Problem to solve -> Could you write out everything from "Labeling round 2. The target category is blurred" down to "[204,102,219,114]" again, swapping "black sequined top" for "silver sequined top" and leaving all else unchanged?

Given records ->
::::
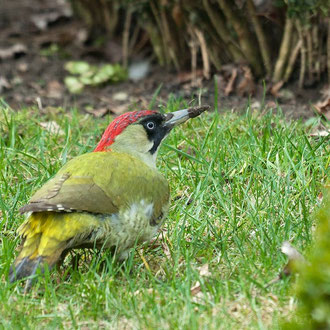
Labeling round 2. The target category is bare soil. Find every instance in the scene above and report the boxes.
[0,0,322,119]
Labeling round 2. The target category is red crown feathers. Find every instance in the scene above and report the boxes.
[94,110,157,152]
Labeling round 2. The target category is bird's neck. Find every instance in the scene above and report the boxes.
[111,145,157,168]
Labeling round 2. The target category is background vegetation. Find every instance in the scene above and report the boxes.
[72,0,330,87]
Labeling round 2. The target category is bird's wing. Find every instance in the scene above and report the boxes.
[20,152,169,217]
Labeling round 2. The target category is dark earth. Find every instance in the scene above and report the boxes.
[0,0,324,119]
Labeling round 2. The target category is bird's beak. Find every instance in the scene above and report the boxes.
[165,105,210,129]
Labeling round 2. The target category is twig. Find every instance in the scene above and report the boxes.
[247,0,272,76]
[283,39,302,82]
[296,20,307,88]
[273,16,293,83]
[194,28,210,79]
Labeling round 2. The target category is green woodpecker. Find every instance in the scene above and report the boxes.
[9,106,209,288]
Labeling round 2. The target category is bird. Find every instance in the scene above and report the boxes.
[9,106,209,291]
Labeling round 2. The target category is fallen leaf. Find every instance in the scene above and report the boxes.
[190,281,202,296]
[64,61,91,74]
[198,264,211,277]
[266,241,306,287]
[0,76,11,93]
[85,107,110,118]
[64,76,84,94]
[0,44,27,60]
[313,96,330,120]
[109,103,130,115]
[39,120,64,135]
[112,92,128,101]
[309,129,330,136]
[47,80,63,99]
[270,80,284,97]
[128,60,150,82]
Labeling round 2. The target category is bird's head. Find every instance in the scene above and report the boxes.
[94,106,209,166]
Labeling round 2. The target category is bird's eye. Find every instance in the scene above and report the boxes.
[147,121,155,129]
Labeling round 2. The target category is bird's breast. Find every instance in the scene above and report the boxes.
[96,200,168,259]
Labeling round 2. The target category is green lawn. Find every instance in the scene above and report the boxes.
[0,100,330,329]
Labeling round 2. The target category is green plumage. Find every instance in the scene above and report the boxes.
[11,151,169,280]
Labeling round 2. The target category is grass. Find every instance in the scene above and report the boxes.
[0,99,330,329]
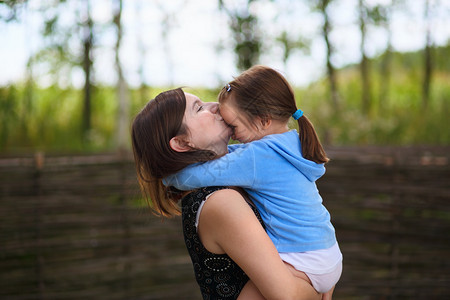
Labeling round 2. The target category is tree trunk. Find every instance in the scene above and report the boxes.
[378,4,393,111]
[359,0,371,114]
[422,0,433,109]
[114,0,129,153]
[321,0,339,111]
[82,0,93,142]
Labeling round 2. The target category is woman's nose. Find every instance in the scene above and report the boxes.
[205,102,219,114]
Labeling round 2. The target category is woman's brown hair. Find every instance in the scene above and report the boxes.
[219,65,329,163]
[131,88,216,216]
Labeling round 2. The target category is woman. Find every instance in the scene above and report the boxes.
[132,89,320,299]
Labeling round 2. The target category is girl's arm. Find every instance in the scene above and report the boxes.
[198,189,321,300]
[163,146,255,191]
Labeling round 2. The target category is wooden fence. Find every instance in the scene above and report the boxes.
[0,147,450,300]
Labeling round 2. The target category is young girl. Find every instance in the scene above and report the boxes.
[164,66,342,293]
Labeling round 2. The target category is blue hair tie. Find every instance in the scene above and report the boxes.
[292,109,303,120]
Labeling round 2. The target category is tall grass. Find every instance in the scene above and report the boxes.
[0,57,450,154]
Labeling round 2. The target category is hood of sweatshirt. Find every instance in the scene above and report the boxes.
[261,129,325,181]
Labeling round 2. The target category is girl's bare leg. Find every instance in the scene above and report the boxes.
[322,286,334,300]
[237,280,265,300]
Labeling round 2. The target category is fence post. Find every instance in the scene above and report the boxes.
[118,151,132,299]
[33,152,45,299]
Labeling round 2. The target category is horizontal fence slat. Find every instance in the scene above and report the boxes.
[0,146,450,300]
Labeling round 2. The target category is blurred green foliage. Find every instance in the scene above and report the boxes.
[0,46,450,154]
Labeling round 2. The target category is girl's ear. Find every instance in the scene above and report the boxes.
[169,136,192,152]
[258,117,272,130]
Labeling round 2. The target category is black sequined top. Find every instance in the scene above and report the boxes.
[181,187,262,300]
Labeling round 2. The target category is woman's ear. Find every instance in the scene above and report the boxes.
[169,136,192,152]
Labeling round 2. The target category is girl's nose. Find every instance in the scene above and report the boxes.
[204,102,219,114]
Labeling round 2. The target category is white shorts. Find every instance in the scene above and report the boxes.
[280,243,342,293]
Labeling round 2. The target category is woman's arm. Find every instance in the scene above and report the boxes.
[198,189,320,300]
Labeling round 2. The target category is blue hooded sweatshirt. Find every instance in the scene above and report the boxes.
[163,130,336,252]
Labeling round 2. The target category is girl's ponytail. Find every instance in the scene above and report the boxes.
::::
Answer for the task ->
Labeling round 2. The target category is blurred green foliage. Find every instance in the scene above and report the boxes.
[0,46,450,154]
Labeling round 2. The target category is girl's ear. Find every instance in the scene above and report the boxes.
[169,136,192,152]
[258,117,272,130]
Labeling round 2. The target category is silver sequined top. Find every instance in the scene above and report the boxes.
[181,187,262,300]
Labeling round 2. The target category is woman's ear. Find every instance in the scene above and report the boxes.
[169,136,192,152]
Labeling round 2. The target category is girl's nose. Find every instance in the scene above and report the boxes.
[204,102,219,114]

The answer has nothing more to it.